## Aim
Set the listing down unchanged, minus every embedded image.

◇ ◇ ◇ ◇ ◇

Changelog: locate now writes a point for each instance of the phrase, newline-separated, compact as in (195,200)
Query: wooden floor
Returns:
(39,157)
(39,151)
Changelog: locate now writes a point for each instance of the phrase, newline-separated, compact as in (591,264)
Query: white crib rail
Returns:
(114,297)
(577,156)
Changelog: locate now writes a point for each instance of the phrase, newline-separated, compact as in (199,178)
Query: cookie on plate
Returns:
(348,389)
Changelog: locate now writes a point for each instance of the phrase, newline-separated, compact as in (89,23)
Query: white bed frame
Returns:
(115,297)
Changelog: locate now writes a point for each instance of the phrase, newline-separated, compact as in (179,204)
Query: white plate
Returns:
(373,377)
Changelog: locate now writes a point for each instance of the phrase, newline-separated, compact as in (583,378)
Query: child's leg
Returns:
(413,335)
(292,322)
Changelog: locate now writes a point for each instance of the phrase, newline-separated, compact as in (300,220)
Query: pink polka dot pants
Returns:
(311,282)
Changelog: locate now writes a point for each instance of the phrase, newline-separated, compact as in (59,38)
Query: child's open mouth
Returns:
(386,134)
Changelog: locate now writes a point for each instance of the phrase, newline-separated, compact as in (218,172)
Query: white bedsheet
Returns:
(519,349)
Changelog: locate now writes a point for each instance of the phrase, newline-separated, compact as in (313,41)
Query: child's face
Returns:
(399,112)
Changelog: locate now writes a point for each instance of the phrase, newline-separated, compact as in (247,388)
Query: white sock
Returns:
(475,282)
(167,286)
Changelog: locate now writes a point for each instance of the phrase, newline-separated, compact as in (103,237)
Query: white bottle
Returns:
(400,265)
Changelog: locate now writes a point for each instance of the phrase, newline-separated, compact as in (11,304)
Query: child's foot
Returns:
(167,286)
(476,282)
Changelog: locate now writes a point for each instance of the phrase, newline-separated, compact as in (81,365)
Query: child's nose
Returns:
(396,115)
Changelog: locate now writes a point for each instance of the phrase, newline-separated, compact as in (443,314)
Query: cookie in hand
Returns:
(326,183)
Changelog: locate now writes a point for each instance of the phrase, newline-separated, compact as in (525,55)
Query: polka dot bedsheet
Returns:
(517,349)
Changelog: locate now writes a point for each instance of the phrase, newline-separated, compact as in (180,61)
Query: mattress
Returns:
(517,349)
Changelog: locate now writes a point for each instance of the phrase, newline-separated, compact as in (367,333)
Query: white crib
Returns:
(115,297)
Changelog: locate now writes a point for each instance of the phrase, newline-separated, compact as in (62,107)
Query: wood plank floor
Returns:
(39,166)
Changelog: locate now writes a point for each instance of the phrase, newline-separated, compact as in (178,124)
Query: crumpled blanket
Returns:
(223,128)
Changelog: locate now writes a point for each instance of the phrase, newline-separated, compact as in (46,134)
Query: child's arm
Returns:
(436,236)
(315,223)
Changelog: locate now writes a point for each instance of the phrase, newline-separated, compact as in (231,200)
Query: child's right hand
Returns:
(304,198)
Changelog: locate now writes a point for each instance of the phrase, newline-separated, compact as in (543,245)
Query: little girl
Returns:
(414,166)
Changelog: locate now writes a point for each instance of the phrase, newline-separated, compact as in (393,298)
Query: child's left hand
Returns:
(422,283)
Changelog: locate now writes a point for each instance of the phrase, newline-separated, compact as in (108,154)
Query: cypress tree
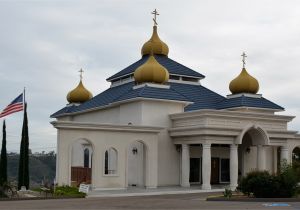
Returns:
(23,176)
(3,159)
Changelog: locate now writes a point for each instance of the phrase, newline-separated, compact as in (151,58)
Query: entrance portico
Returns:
(246,145)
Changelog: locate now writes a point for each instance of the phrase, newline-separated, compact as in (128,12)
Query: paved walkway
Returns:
(135,191)
(157,202)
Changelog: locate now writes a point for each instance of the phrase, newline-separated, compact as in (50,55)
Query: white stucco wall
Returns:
(101,141)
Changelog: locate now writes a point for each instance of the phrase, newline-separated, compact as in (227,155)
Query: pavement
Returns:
(157,202)
(170,190)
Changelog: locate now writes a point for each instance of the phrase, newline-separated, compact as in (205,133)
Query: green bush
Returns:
(262,184)
(68,191)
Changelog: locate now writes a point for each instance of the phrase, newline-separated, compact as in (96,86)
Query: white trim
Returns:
(151,85)
(106,127)
(184,82)
(121,82)
(121,102)
(244,94)
(253,109)
(180,75)
(230,114)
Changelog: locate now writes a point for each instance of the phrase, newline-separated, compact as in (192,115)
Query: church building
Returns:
(157,125)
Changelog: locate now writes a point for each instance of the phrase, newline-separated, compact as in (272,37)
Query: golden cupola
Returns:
(151,71)
(154,44)
(244,82)
(80,94)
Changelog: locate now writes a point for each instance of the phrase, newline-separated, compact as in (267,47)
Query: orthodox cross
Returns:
(244,59)
(155,13)
(81,71)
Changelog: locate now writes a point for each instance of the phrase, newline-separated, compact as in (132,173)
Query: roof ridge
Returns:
(179,93)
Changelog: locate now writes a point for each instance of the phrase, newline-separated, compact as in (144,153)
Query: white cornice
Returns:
(151,85)
(230,114)
(250,95)
(105,127)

◇ ◇ ◇ ◇ ◇

## Result of this exercise
Changelog: locate now writes a point for each instance of the phrase, newline-separated, compact as in (195,200)
Query: wooden floor
Returns:
(39,157)
(39,151)
Changelog: locate now writes a point for each instance of the phrase, newline-separated, compact as in (591,264)
Query: white crib rail
Returns:
(114,297)
(577,156)
Changelog: locate now writes a point for each instance of the phrase, newline-separated, compact as in (199,178)
Query: cookie on plate
Returns:
(348,389)
Changelog: locate now writes a point for each instance of the phrase, newline-separated, compact as in (89,23)
Query: white bed frame
Returns:
(115,297)
Changelog: locate now writes a point for each instance of the phrase, newline-separated, compact as in (179,204)
Query: white plate
Returns:
(373,377)
Changelog: locate now writes a point for each instance of the phrase, newline-separated, compact as in (583,378)
Query: child's leg
Returns:
(413,335)
(292,322)
Changelog: locate now writes a point for each instance of the phrase, newline-separated, compact as in (300,220)
Query: pink polka dot pants
Returns:
(311,282)
Changelog: locate now writes a point for each instance of the phrase, newline-separated, compact as in (59,38)
Query: child's open mouth
Returns:
(386,134)
Changelog: locate now writes a point for each instance of the phrase, newline-separated, compact as in (218,172)
Query: white bedsheet
Returns:
(519,349)
Changelog: locate now writes a point for each instance of the phrase, newline-separated, compact as in (313,41)
Query: child's face
Returns:
(399,112)
Changelog: locate now writes a point for each instance of the phrase, newline-separated, compact as in (247,388)
Query: white sock
Returns:
(475,282)
(167,286)
Changelog: locate now writes a point for each instance of the phrase, newline-separated, compact as in (103,237)
Query: white bottle
Returns:
(400,265)
Changelog: locate now writes a point for each instance of the phrase, newline-separated, compact as in (11,304)
Query: child's foot
Returns:
(167,286)
(476,282)
Changelog: locate now writes a point for each instance of the phrase, newline-separated, compact as in (81,365)
Query: child's nose
Returns:
(396,115)
Changelog: locate now writes a point for each instance of the phrase, newline-separated, compact as in (443,314)
Query: cookie in hand
Returns:
(326,183)
Changelog: locate now writes a point for each instance of the phrase, newline-separated, compact as in (525,55)
Query: polka dot bedsheet
Returns:
(517,349)
Changelog: locate now writes a point for each instance of the phrase, newline-separated, compact as in (180,61)
Query: mattress
Returns:
(517,349)
Changelog: locate now writes a point for each instance of the phrase, newline-separated, compact as in (367,333)
Query: white crib
Returns:
(115,297)
Changelog: locate now writes a point for each instance of the phrase, newline-separated, compact as in (62,107)
Query: wood plank floor
Returns:
(39,166)
Changelog: locate now writes a point for each instance of the phrase, newline-separated, compact as in (178,124)
Query: crumpled blanket
Returns:
(223,128)
Changelog: locate now writes a point for each instance of the phrase, newline-separated, compact as in (46,134)
Query: child's arm
Returns:
(436,236)
(315,223)
Changelog: locate now writes a point for each instance of the phrase, newline-separated, compact as in (231,200)
Query: child's right hand
Returns:
(304,198)
Changelog: locate now writes a point for each instance of the phrase, newline-separated, compact as in (543,245)
Query: little girl
Returns:
(414,166)
Changelog: locate now writes a point for each instance of the phrase, newline-separated, compact as in (393,298)
Query: child's left hand
Returns:
(422,283)
Changelog: locate now writes a point for each instance of the phrase, newline-separated, compact as in (108,154)
Query: cypress tree
Returns:
(23,176)
(3,159)
Changelog: locate now writes a point for each instance of the phrase, newline-separated, compact as in (151,58)
Query: entrance portico
Returns:
(246,145)
Changelog: locate now writes a point for each instance of the phrase, newline-separated, compact as in (128,12)
Query: paved walkway
Returns:
(135,191)
(157,202)
Changelog: locate now writes a point for each instance of the phrase, newline-separated, compact as in (50,55)
Query: white stucco wall
Returns:
(101,141)
Changelog: locate now writes a point for each instance of the phrase, newline-separated, compact as in (227,155)
Query: pavement
Returns:
(157,202)
(170,190)
Changelog: locate now writes a point for each instance of the phrase, newline-separated, compact as in (205,133)
Query: green bush
Returns:
(262,184)
(68,191)
Changelog: locate now writes a point for each instance of the phrase, newline-separated, compact as in (96,86)
Query: white trim
Returns:
(151,85)
(106,127)
(184,82)
(121,82)
(121,102)
(244,94)
(253,109)
(180,75)
(230,114)
Changelog: locate now writes a point for each instance of the phrase, newline-separated, compact as in (192,115)
Query: church building
Returns:
(157,125)
Changelog: locate now writes a point for each instance of the phrase, newline-separated, compact as in (272,37)
Query: golden cupola
Returns:
(151,71)
(154,44)
(244,82)
(80,94)
Changelog: locate now writes a point for each instance of the phrase, newline-separated, compact as in (267,47)
Query: orthodox cross
Returns:
(244,59)
(155,13)
(81,71)
Changelog: locate now writes a point for each instance of the phrase, newline-separated, compact as in (132,173)
Query: roof ridge
Returns:
(179,93)
Changelog: locate now writes a point for each instance of the phrase, newline-separated, compact as in (144,153)
Query: white cornice
Returns:
(151,85)
(230,114)
(250,95)
(105,127)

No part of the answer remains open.